**Set problem**: Count how many lines in the records below contain the string "chrome". Give only the number.

**Labeled region records**:
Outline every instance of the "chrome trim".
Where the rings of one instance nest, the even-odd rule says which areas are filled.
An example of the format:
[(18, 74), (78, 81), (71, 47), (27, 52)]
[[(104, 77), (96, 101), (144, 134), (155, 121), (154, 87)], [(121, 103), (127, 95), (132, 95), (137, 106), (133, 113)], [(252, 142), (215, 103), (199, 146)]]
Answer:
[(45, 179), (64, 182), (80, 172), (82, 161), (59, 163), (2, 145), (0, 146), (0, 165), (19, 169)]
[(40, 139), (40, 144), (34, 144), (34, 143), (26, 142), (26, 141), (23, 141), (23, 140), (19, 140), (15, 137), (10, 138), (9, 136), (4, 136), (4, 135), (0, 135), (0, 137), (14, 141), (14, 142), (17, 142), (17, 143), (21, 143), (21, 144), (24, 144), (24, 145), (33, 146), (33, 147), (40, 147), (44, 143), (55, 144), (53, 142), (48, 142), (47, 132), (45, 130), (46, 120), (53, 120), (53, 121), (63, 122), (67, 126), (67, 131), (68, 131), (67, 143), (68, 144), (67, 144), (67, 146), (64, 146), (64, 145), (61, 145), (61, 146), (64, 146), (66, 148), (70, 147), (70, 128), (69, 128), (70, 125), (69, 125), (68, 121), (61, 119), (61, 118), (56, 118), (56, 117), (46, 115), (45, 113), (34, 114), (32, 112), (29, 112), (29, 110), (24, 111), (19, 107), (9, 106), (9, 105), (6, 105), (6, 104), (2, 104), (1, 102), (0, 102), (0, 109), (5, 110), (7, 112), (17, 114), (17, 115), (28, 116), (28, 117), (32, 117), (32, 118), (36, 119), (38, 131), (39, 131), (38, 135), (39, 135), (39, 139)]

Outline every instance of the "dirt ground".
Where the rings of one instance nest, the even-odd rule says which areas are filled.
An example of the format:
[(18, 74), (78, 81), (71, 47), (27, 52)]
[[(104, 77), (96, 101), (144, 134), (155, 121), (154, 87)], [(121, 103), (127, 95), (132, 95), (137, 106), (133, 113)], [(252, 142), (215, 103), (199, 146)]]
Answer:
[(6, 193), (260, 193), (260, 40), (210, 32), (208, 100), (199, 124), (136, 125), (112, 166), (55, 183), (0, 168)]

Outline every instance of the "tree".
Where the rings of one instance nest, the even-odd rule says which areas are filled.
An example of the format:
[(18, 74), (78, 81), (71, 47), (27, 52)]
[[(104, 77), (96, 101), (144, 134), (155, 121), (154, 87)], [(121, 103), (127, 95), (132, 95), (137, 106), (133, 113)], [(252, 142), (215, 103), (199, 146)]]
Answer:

--

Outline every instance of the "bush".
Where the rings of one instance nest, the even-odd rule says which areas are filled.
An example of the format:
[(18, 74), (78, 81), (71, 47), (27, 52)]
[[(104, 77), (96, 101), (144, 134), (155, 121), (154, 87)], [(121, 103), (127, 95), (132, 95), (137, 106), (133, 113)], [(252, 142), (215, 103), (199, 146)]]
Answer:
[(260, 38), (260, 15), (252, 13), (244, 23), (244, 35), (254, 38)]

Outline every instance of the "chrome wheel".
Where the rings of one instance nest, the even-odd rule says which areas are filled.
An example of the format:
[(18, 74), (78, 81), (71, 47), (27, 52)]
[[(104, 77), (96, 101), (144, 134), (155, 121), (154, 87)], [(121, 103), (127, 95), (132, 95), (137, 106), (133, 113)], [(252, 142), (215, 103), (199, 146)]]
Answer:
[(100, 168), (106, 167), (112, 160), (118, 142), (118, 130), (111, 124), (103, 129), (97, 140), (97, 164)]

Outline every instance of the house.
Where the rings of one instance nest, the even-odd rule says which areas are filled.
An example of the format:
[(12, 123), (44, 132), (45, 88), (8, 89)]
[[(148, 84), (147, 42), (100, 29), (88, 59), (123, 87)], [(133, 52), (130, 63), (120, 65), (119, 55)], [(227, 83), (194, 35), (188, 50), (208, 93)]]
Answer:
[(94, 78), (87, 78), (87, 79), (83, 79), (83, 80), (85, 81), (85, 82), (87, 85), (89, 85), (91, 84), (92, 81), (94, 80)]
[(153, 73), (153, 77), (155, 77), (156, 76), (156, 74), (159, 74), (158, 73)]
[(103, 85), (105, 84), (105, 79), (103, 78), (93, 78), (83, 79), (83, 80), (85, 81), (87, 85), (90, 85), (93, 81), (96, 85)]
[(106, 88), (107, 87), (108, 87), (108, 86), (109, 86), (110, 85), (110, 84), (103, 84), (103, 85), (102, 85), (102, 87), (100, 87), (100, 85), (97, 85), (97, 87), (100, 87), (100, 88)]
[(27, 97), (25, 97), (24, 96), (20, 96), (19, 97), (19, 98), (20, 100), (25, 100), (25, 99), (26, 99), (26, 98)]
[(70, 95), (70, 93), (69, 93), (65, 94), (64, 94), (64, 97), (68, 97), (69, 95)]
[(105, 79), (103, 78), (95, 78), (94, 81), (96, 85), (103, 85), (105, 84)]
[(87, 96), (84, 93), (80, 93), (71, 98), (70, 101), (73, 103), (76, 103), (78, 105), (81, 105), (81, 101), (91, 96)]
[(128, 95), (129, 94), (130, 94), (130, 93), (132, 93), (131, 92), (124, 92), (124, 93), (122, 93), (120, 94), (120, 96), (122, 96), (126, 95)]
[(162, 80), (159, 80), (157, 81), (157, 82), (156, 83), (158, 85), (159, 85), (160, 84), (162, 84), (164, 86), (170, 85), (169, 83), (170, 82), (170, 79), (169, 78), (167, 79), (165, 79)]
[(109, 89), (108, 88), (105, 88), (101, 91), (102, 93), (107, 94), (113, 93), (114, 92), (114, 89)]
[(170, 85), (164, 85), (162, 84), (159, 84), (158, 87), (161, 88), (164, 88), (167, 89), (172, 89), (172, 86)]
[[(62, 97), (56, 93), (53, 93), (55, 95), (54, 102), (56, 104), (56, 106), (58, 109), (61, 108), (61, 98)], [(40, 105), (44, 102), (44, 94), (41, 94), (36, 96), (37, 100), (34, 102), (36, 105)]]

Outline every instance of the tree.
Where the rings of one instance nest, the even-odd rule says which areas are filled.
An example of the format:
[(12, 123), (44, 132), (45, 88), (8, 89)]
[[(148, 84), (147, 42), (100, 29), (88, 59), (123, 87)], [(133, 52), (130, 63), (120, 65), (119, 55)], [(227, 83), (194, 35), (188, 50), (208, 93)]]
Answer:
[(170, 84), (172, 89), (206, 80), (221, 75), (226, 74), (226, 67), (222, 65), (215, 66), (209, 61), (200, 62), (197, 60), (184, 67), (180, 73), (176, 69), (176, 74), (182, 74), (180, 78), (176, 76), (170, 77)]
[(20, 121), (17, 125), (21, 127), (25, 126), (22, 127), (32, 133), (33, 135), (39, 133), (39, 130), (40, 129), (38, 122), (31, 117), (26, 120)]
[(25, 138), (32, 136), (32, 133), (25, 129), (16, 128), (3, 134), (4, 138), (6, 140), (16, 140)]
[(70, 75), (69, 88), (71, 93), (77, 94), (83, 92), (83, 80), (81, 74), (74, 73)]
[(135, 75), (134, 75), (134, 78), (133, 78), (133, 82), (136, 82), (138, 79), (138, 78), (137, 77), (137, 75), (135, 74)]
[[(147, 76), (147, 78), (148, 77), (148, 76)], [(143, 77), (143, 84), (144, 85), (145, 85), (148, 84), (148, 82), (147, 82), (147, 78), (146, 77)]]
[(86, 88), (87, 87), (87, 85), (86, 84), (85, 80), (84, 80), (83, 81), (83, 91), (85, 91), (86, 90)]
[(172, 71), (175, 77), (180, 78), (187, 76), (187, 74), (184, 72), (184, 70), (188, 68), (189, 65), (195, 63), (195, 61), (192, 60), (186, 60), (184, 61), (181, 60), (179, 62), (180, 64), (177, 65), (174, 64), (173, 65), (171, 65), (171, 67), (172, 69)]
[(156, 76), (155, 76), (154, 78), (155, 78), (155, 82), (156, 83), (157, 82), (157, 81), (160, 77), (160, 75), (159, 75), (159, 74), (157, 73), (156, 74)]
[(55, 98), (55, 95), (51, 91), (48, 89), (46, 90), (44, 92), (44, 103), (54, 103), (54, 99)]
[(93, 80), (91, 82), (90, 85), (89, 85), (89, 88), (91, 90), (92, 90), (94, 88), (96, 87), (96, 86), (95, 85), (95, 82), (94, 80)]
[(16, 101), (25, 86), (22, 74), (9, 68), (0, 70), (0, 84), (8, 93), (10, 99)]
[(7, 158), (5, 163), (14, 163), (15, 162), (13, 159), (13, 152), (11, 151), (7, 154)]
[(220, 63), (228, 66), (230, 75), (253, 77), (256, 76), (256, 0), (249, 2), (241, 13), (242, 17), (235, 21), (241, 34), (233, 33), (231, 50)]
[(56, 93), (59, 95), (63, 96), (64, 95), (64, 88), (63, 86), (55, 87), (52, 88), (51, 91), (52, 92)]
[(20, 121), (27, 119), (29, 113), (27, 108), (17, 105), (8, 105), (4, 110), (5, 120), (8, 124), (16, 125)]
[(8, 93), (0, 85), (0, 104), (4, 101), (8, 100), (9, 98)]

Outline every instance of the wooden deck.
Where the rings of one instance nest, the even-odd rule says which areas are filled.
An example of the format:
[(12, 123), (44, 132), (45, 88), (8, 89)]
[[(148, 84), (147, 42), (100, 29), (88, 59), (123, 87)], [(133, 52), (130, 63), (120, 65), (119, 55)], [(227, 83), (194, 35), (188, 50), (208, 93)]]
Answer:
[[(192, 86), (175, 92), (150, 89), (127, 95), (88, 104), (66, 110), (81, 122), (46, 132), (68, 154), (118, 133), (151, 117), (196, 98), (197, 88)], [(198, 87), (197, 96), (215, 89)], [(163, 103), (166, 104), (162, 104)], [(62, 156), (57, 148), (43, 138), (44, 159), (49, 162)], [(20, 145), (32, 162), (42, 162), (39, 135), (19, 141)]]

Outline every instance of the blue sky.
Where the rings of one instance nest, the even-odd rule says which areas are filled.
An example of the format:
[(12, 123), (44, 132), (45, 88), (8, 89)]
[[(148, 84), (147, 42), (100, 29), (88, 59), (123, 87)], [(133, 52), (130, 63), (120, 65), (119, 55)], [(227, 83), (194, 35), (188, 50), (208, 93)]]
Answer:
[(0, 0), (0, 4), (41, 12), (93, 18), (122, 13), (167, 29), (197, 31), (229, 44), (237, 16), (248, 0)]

==

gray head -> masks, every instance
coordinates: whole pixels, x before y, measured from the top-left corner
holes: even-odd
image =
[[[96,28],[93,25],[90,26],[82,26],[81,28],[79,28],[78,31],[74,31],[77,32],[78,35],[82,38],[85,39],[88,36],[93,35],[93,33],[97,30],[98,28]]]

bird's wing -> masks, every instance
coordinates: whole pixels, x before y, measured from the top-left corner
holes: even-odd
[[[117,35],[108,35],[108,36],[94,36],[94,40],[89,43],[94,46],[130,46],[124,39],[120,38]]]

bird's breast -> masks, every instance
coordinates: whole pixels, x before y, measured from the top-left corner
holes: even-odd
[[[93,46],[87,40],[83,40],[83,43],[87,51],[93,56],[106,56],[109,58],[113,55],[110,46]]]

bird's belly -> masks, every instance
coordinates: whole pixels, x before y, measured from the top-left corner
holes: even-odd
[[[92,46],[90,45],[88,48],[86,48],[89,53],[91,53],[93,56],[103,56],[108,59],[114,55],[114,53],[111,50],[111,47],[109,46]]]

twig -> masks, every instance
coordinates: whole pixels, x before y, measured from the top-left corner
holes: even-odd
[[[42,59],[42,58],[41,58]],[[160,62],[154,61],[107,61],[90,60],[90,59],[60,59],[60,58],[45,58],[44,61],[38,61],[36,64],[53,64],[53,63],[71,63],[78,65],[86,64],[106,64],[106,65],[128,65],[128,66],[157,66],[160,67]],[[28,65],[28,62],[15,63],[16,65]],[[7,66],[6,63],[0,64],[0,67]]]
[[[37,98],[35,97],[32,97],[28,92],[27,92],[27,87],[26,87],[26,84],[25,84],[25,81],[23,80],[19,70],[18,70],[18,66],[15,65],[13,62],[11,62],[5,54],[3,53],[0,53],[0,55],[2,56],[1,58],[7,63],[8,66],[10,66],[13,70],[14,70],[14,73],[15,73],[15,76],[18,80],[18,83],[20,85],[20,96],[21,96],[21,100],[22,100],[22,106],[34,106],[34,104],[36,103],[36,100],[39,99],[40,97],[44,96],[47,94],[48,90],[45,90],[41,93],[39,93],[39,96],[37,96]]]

**Reply to the exercise**: 2